AIM OF THE EXERCISE:
Swap "stadium light pole" for "floodlight mast" in every one of the items and write them out again, changing nothing else and leaving the pictures out.

ITEMS:
####################

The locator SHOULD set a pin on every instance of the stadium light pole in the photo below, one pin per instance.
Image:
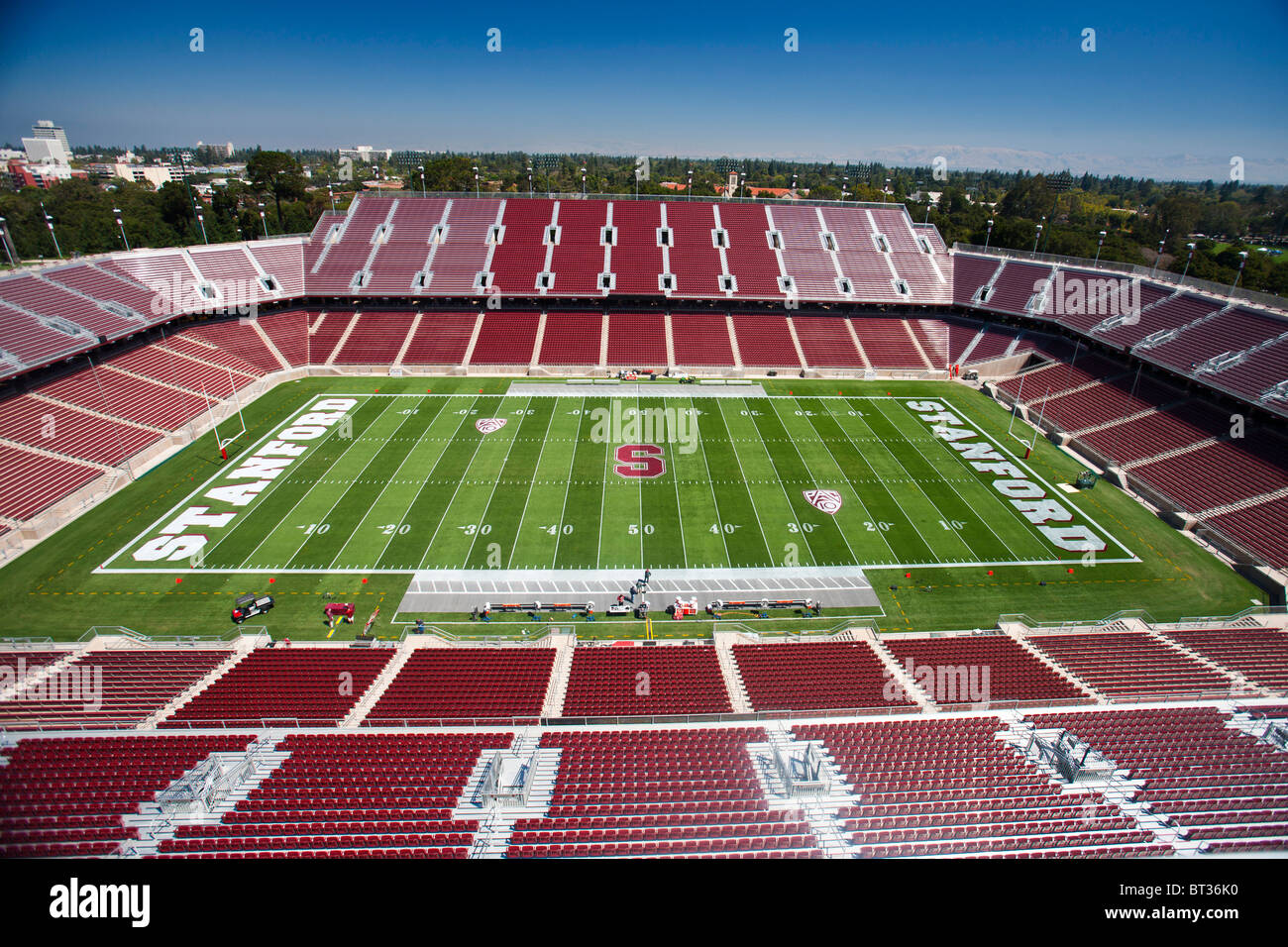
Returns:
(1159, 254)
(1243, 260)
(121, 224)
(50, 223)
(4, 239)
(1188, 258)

####################

THE OUTPUT:
The locator SHOULD set a pin on every instance of the floodlight mast in the photo below, one pin per instance.
Image:
Returns:
(1159, 254)
(1243, 260)
(121, 224)
(50, 223)
(4, 239)
(1188, 258)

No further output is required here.